● WHAT THE EXERCISE ASKS
Turn the records, from their first line through the line containing "holes by even-odd", into a JSON list of strings with one string per line, skipping any blank lines. Include nothing past that line.

● EXTRACTED MATERIAL
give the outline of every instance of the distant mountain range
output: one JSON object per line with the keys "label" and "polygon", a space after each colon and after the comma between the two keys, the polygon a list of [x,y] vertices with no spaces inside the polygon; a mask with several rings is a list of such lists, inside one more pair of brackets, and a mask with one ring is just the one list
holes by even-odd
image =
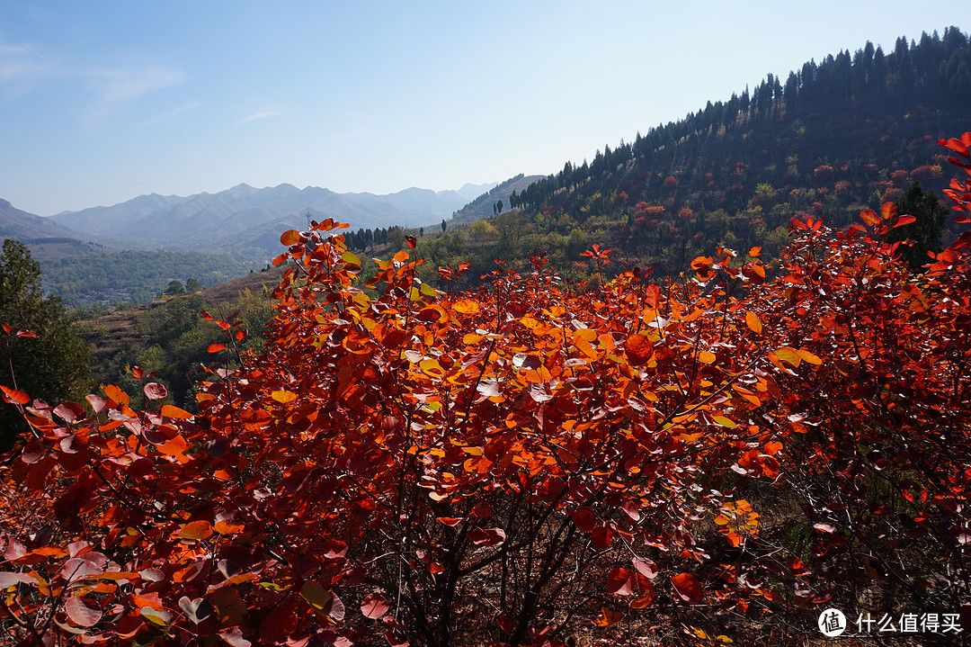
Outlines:
{"label": "distant mountain range", "polygon": [[62,226],[50,218],[28,214],[0,199],[0,239],[81,238],[82,234]]}
{"label": "distant mountain range", "polygon": [[[140,195],[111,207],[62,212],[49,219],[19,213],[30,216],[21,226],[24,231],[28,224],[31,231],[41,231],[40,221],[51,232],[47,235],[73,236],[117,247],[276,251],[282,232],[305,228],[309,219],[331,218],[352,228],[437,224],[495,186],[465,185],[458,190],[438,192],[413,187],[375,195],[336,193],[319,187],[297,188],[284,184],[254,188],[243,184],[218,193],[187,197]],[[15,220],[11,218],[8,227],[12,233],[17,230]]]}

● CORRECT ANSWER
[
  "give the outline of every instance of the distant mountain range",
  "output: one JSON object per line with the keys \"label\" and \"polygon\", a space after each colon and after the comma between the two keys, the polygon a list of [x,y] vertices with no spaces inside the polygon; a mask with several rings is a list of such lists, inside one more pair of brackets, and a mask with one ring is just the one list",
  "holes by even-odd"
]